▶ **Text to read**
★ ★ ★ ★

To the Afghan Exits

Panetta makes the mistake of telling the truth

From the Editors of the Wall Street JournalLeon Panetta committed the gaffe of telling the truth on Wednesday when he revealed how eager the Obama Administration is to tell Americans it is heading for the exits in Afghanistan. The Defense Secretary volunteered that the U.S. will stop taking a lead role in combat operations by mid-2013, a year earlier than planned, and that it will also scale back support for the Afghan military.

The news brought surprise and criticism from Capitol Hill to Kabul, since no one had been briefed on this possibility. Then yesterday Administration claimed that nothing had really changed. It even rolled out former Afghan commander and now CIA Director David Petraeus to say that Mr. Panetta’s words had been "overanalyzed" and that he was merely describing a "progressive transition" before the planned combat pullout in 2014.

But Mr. Panetta is no rookie free-lancer, and others were reporting yesterday that the 2013 plan has been in the works for some time. Our guess is that the Pentagon chief had merely outrun his blocking by a few weeks. . . .

★ ★ ★ ★

▶ **Records shown**
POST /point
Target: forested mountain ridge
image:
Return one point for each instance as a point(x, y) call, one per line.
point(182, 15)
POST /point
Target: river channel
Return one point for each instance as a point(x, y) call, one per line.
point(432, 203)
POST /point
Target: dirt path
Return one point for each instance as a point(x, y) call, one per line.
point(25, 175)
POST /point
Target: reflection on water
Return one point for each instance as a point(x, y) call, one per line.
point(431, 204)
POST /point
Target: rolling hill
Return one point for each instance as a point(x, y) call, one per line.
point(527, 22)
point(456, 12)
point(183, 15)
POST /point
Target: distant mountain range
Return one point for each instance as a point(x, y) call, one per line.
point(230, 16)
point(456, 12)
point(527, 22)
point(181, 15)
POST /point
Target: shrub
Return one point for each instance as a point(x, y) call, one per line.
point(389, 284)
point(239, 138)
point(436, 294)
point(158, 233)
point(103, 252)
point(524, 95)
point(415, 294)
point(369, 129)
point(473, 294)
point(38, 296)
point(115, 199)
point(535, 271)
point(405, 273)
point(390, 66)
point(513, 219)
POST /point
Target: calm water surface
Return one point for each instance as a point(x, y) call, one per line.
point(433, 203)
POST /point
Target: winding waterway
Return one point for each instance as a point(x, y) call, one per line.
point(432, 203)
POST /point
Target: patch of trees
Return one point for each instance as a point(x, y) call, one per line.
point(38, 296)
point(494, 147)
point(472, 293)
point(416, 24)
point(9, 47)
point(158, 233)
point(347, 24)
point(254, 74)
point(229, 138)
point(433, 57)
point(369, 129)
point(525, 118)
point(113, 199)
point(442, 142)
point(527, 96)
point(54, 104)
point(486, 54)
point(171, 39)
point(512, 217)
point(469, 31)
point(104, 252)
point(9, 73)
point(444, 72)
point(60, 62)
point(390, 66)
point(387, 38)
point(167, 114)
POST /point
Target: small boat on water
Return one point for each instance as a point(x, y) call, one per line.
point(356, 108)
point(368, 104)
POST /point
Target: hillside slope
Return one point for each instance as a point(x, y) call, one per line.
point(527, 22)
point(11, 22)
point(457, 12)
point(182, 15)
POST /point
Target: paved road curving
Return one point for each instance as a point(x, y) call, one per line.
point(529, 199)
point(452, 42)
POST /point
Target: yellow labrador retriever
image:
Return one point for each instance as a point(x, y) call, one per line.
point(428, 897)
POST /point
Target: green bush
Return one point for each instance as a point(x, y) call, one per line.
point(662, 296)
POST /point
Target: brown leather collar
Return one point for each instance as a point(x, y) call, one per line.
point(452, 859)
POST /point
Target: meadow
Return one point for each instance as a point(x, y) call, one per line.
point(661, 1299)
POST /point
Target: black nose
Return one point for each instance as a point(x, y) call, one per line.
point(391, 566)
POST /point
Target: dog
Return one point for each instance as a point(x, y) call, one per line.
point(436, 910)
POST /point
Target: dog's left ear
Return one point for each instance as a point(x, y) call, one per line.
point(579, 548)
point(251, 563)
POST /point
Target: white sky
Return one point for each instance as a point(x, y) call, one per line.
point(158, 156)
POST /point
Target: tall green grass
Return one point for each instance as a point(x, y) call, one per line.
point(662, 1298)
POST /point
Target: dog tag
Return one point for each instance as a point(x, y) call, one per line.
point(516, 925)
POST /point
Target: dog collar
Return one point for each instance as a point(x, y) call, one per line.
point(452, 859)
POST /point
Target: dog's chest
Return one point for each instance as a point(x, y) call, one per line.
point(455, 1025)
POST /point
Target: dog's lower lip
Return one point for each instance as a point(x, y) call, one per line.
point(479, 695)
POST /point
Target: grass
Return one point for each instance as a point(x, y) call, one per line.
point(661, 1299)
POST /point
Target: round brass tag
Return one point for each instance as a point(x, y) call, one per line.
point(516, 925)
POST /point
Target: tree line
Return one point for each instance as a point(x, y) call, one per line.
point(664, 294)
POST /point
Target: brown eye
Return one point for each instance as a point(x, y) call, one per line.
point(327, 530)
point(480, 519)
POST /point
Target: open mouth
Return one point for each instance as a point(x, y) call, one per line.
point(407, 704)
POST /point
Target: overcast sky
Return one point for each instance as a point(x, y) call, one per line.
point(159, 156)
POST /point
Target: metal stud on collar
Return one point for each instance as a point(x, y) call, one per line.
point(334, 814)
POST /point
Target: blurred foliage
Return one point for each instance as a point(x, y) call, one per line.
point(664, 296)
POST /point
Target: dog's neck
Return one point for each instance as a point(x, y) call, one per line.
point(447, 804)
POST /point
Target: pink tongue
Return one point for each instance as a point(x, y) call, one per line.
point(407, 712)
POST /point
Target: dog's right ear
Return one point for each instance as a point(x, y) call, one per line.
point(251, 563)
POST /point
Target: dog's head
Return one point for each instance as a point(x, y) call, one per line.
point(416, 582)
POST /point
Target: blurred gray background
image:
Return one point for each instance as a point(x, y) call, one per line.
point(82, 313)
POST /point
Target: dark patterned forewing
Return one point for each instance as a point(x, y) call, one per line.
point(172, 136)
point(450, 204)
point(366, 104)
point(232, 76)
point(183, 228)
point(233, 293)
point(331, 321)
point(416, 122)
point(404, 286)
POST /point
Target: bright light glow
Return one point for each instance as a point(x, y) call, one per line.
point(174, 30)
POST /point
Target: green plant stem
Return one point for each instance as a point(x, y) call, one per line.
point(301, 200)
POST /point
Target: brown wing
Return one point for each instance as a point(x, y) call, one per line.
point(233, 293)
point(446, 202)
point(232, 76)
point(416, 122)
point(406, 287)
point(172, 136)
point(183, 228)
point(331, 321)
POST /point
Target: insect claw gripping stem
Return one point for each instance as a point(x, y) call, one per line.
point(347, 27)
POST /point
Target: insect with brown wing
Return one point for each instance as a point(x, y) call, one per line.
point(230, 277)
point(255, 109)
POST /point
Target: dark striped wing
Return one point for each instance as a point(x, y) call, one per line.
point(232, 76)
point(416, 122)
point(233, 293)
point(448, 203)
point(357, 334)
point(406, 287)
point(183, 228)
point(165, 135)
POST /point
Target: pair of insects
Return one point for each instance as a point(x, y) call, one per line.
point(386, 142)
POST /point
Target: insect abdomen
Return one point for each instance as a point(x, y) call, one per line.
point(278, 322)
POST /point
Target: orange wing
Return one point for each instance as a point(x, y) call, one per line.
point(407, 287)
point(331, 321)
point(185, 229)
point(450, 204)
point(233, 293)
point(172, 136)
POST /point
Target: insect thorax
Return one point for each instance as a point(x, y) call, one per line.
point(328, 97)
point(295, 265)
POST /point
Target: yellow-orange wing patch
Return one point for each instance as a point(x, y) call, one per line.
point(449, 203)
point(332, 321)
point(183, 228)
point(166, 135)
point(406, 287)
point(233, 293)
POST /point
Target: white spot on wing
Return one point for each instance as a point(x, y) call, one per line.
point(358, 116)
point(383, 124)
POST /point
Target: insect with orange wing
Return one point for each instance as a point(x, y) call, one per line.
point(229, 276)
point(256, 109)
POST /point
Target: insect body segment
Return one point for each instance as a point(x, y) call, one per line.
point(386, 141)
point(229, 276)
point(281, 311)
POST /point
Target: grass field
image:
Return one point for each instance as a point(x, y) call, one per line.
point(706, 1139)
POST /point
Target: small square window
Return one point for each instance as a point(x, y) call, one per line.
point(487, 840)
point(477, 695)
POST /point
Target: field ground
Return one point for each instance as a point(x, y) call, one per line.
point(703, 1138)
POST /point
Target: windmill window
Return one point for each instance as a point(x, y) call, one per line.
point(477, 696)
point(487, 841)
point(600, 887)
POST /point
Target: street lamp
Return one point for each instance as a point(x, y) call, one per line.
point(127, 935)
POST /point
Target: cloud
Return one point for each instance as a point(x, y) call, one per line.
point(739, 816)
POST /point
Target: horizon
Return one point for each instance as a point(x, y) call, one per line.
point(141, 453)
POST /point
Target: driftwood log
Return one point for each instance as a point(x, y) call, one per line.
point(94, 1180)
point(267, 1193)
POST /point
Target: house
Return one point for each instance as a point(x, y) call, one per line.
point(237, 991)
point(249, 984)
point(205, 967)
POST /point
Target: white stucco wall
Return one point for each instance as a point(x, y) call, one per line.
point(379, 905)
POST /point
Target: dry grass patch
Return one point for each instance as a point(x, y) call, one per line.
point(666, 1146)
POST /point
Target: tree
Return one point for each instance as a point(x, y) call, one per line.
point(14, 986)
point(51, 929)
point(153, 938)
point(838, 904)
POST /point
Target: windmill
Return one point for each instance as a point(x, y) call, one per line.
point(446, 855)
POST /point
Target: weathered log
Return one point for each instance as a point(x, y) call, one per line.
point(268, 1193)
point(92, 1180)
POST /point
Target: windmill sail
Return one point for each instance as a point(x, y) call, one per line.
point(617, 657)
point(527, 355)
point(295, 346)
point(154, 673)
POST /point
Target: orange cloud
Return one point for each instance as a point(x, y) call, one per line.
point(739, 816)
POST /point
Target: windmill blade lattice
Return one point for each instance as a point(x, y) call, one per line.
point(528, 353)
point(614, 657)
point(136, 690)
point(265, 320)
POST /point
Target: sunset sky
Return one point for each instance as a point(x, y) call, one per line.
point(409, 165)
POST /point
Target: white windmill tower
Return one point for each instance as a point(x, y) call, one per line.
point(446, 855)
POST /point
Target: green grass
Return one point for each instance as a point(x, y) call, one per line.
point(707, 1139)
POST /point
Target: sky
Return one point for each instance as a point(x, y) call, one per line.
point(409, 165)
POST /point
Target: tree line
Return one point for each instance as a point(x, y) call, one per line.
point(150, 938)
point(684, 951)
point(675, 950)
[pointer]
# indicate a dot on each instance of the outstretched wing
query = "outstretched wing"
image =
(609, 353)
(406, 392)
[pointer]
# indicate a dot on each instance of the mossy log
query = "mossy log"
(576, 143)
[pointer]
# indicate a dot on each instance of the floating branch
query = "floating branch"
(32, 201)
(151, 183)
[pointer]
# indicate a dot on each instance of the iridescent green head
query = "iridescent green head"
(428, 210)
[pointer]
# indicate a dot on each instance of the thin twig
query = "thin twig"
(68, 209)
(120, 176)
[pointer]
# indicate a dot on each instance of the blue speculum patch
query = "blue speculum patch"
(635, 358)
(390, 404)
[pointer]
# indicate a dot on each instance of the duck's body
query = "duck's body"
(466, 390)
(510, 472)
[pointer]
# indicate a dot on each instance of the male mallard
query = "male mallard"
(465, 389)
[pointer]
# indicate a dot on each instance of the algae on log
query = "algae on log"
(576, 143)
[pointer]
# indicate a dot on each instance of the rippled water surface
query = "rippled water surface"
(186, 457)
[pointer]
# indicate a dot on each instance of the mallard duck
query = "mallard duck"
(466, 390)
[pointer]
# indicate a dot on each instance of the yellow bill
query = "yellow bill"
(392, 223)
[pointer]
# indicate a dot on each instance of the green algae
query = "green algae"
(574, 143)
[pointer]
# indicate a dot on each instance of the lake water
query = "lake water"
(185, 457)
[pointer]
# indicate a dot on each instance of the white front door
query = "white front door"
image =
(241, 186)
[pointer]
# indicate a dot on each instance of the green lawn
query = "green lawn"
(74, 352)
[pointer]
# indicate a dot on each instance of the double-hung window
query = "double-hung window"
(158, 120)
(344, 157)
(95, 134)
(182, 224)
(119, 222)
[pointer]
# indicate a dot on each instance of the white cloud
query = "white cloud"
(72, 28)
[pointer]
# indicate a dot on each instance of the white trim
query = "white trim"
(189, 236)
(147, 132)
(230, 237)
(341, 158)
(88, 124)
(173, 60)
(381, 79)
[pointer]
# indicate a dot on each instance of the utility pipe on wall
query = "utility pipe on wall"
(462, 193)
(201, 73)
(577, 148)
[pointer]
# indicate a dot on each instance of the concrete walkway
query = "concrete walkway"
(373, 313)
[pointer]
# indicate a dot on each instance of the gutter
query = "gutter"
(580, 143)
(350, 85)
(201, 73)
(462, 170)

★ ★ ★ ★

▶ **Stated problem A**
Answer these questions using the editorial on Afghanistan:
(i) By when did Leon Panetta say the U.S. would stop taking a lead role in combat operations?
(ii) Who did the Administration bring out to say that Mr. Panetta's words had been "overanalyzed"?
(iii) In what year was the combat pullout planned?
▶ **Stated problem B**
Sum up the editorial on Afghanistan in two sentences.

▶ **Written answer A**
(i) By mid-2013, a year earlier than planned.
(ii) David Petraeus, the former Afghan commander and now CIA Director.
(iii) 2014.

▶ **Written answer B**
Defense Secretary Leon Panetta revealed that the U.S. would stop taking a lead role in combat operations in Afghanistan by mid-2013, a year earlier than planned, and would scale back support for the Afghan military, which brought surprise and criticism since no one had been briefed. The Administration then claimed nothing had really changed, but the editors note reports that the 2013 plan had been in the works for some time and guess that Mr. Panetta had merely gotten ahead by a few weeks.